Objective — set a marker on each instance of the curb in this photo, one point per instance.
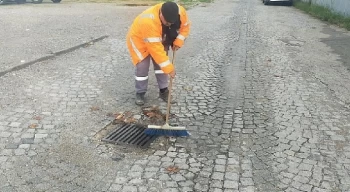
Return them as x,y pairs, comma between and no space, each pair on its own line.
64,51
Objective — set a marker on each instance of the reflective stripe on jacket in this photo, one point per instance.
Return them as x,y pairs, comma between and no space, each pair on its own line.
145,37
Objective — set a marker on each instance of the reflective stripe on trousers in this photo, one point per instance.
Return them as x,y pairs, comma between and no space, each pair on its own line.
141,75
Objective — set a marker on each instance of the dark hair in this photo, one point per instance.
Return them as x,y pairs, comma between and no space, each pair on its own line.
170,11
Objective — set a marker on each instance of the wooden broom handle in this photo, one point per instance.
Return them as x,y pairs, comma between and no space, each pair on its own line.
169,94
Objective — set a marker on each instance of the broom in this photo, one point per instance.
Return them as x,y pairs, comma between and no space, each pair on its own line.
166,129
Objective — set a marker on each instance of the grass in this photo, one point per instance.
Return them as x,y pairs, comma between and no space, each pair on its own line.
323,13
186,3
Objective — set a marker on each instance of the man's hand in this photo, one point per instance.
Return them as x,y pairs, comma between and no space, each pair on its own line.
175,48
172,74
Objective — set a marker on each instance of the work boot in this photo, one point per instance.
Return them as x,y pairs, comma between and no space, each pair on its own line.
164,96
140,99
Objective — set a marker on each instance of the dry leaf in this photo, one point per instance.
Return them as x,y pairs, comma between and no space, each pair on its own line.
130,120
151,114
173,169
37,118
119,116
33,126
94,108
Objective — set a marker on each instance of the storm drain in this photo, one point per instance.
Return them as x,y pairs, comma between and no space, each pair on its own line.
129,134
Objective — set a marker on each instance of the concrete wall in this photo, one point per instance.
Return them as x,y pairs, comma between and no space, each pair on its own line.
339,6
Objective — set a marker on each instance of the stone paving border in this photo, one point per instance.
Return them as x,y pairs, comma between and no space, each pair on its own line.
50,56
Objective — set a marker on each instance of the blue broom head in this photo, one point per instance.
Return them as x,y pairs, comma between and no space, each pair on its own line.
166,132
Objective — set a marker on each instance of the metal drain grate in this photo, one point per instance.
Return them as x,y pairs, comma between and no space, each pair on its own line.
130,135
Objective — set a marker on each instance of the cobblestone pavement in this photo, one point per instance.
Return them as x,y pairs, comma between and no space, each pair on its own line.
262,97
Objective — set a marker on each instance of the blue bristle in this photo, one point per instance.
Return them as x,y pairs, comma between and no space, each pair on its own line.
167,132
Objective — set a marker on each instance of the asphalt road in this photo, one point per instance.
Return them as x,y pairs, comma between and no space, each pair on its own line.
263,95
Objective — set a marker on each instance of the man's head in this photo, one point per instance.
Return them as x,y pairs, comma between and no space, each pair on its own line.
169,13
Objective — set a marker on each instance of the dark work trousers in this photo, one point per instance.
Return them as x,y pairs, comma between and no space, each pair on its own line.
142,70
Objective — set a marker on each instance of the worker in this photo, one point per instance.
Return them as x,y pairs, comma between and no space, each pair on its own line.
151,34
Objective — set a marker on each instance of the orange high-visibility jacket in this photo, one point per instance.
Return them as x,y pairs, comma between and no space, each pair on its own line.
145,37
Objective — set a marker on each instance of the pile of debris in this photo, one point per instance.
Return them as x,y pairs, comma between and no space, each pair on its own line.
149,115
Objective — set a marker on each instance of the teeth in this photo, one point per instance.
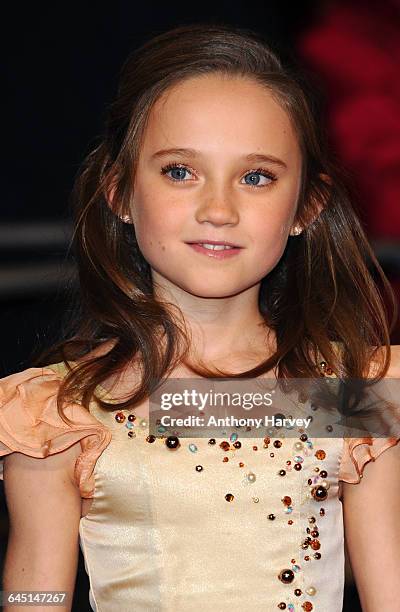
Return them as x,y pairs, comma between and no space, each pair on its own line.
215,247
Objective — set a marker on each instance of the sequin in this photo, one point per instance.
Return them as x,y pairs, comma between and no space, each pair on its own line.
286,576
319,493
172,442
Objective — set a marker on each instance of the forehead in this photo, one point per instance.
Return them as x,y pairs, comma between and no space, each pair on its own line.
220,113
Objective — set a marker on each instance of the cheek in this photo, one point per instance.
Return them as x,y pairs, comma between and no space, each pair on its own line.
155,221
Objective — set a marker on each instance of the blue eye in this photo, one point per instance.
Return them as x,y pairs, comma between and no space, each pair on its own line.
179,175
262,172
179,172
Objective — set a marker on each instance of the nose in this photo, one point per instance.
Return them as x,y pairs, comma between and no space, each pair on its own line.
218,207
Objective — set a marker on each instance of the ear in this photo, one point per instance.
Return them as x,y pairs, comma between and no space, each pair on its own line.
109,193
318,207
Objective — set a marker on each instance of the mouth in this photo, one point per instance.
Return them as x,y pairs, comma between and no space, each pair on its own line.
219,249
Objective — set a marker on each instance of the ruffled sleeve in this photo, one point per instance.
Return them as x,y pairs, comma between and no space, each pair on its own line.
30,424
357,452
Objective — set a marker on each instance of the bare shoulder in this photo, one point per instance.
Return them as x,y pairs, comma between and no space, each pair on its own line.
378,356
394,369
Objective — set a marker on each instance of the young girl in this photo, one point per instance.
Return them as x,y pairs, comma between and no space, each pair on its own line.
210,141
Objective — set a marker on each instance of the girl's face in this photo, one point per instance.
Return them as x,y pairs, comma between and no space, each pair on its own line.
234,176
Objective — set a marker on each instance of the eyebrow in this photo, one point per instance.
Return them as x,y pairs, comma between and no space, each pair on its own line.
251,157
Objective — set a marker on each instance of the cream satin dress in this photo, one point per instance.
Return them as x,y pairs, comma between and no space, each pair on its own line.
183,529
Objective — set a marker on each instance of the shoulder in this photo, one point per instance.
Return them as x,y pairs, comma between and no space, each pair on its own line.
394,368
30,422
358,452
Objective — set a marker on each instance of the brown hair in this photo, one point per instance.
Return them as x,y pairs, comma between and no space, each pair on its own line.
320,295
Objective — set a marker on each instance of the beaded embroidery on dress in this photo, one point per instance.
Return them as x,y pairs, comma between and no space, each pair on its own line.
251,524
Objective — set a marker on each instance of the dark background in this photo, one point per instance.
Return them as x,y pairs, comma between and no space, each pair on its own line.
61,64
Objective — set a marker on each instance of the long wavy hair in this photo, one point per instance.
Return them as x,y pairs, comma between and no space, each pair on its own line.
321,295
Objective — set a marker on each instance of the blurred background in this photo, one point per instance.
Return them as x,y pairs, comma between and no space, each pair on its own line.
60,67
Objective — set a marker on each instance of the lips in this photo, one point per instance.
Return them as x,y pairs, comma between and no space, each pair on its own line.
216,242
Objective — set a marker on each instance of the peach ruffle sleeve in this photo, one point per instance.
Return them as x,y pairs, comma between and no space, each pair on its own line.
30,424
358,452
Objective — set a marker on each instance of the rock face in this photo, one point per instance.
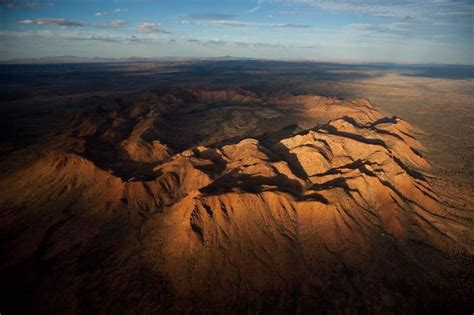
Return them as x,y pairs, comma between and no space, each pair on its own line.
167,204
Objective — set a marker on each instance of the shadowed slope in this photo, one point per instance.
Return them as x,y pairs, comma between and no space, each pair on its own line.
334,217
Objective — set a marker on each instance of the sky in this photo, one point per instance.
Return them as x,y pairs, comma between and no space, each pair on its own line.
399,31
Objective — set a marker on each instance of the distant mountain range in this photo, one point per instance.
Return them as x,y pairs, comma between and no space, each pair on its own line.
76,59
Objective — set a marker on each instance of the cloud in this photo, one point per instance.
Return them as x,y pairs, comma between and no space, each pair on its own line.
387,8
59,22
246,45
120,10
10,4
210,16
255,9
118,23
227,20
151,28
245,24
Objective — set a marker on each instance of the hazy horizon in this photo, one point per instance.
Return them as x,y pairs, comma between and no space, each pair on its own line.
406,32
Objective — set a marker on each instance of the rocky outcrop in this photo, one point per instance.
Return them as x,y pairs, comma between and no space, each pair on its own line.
336,217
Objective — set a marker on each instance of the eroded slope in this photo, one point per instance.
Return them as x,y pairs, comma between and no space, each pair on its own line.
324,207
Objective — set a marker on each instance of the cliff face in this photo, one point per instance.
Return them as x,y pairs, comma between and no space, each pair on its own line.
169,204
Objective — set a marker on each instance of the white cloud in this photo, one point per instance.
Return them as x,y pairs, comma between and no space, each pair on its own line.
151,28
255,9
387,8
118,23
59,22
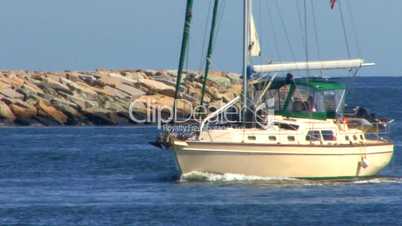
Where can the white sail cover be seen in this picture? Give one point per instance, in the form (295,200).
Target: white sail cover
(255,46)
(312,65)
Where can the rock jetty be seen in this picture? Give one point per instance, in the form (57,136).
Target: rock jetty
(103,97)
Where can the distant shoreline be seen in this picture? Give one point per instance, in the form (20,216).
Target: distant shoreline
(100,98)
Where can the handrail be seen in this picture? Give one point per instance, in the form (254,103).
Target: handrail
(217,112)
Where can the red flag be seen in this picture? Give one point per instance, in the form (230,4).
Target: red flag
(332,2)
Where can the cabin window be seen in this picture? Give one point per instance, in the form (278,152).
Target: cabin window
(313,135)
(328,135)
(252,138)
(272,138)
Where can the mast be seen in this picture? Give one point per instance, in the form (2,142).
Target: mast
(246,17)
(184,45)
(210,49)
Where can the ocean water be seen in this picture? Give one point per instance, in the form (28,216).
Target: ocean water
(111,176)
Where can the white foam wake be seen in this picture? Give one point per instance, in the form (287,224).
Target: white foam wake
(197,176)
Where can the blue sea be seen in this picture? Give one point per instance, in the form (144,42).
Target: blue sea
(112,176)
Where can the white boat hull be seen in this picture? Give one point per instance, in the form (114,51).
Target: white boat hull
(294,161)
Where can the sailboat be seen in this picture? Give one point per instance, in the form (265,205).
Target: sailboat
(306,137)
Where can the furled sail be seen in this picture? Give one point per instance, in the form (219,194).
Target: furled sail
(312,65)
(254,47)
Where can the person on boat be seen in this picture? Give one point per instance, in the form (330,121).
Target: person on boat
(310,104)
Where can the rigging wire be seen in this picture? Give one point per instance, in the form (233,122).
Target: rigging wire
(301,24)
(218,24)
(344,29)
(354,28)
(317,42)
(204,39)
(306,35)
(274,33)
(285,30)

=-=-=-=-=

● Task brief: If a line in the data holds the string "jacket", copy that line.

● The answer:
Objective — set a marker on each instance of the reflective stripe on jacket in this photo, one point per instance.
Objective — set a marker on each instance of the orange high-visibility jacket in this photo, one point per instance.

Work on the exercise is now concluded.